• **SUPPLIED TEXT**
Richard G. Palmer (born 28 January 1949, in Reigate) is a British theoretical physicist. (He is a US immigrant with permanent residency status.)

Palmer received a B.A. in theoretical physics (1st Class) from the University of Cambridge in 1970 and a PhD in condensed matter theory in 1973, under the supervision of P. W. Anderson, with a thesis entitled Theory of nuclear matter in neutron stars. In 1971–1973 he was supported by a Lord Kelvin Research Fellowship. He was in 1973–1975 an instructor and in 1975–1977 a lecturer at Princeton University. He was in 1977–1983 an assistant professor, in 1983–1991 an associate professor, and from 1991 to the present a full professor of physics at Duke University. At Duke, he was also in 1992–1995 a professor of experimental psychology, in 1999–2002 a professor of psychology and brain sciences, and in 1993–1999 a professor of computer science. He was a member of the external faculty of the Santa Fe Institute in 1989–2003.

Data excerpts
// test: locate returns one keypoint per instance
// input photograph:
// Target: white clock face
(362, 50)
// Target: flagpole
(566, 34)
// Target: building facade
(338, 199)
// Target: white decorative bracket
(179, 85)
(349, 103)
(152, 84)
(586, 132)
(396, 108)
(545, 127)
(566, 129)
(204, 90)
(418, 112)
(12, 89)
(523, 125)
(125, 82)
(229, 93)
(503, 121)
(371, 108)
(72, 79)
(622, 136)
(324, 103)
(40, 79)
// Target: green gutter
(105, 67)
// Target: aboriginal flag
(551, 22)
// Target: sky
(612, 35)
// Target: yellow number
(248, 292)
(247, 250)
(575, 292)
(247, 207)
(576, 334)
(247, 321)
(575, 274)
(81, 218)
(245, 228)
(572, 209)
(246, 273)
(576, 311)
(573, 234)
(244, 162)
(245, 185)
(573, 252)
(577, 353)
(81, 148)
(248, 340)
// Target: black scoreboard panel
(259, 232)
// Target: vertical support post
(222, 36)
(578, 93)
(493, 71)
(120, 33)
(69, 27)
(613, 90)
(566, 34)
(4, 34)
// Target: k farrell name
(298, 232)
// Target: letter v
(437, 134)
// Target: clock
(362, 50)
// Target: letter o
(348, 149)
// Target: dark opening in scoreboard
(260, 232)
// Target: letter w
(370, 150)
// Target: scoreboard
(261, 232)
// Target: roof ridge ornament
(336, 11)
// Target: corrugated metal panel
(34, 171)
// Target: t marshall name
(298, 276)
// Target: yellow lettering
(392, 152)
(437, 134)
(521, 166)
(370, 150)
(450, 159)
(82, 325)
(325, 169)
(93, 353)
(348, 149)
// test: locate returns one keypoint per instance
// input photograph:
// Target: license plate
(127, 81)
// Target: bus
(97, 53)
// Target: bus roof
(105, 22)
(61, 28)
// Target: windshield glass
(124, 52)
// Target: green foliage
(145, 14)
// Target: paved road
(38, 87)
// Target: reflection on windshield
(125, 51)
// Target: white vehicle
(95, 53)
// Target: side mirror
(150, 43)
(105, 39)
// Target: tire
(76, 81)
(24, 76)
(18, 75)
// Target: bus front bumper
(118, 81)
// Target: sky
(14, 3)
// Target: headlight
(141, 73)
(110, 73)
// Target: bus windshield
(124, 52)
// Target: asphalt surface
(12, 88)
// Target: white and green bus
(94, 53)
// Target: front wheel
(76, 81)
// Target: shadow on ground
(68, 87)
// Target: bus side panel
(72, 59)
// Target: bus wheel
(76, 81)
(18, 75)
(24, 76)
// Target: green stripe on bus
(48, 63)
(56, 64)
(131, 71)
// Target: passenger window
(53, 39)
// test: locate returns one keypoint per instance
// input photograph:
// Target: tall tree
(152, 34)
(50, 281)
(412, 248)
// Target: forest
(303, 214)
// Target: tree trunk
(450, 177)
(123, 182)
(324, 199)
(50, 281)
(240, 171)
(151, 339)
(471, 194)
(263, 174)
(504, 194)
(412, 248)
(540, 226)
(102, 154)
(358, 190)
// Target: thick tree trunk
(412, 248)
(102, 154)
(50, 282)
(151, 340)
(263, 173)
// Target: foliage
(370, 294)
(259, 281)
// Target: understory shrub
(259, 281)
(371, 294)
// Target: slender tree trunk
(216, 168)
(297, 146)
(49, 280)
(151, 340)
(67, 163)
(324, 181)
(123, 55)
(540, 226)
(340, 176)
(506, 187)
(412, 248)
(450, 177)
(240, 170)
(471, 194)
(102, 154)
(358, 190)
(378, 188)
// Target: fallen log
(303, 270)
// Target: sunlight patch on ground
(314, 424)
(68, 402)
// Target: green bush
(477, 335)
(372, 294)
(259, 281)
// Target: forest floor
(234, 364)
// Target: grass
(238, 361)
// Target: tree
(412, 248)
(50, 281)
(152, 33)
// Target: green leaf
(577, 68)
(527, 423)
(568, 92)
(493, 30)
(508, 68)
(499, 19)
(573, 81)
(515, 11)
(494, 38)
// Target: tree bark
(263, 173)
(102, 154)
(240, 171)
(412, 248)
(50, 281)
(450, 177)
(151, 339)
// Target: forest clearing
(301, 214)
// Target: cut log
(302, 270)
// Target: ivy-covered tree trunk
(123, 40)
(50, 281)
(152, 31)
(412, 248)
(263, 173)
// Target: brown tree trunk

• **APPLY WHAT YOU READ**
1. According to the biography of Richard G. Palmer, what supported him from 1971 to 1973? Answer in one to three sentences.
2. List every position the biography of Richard G. Palmer says he held at Duke University, with the years for each.

• **TASK-BY-TASK OUTPUTS**
1. From 1971 to 1973, Palmer was supported by a Lord Kelvin Research Fellowship. This period fell within his graduate studies at the University of Cambridge, where he earned a PhD in condensed matter theory in 1973.

2.
- Assistant professor, 1977–1983
- Associate professor, 1983–1991
- Full professor of physics, 1991 to the present
- Professor of experimental psychology, 1992–1995
- Professor of computer science, 1993–1999
- Professor of psychology and brain sciences, 1999–2002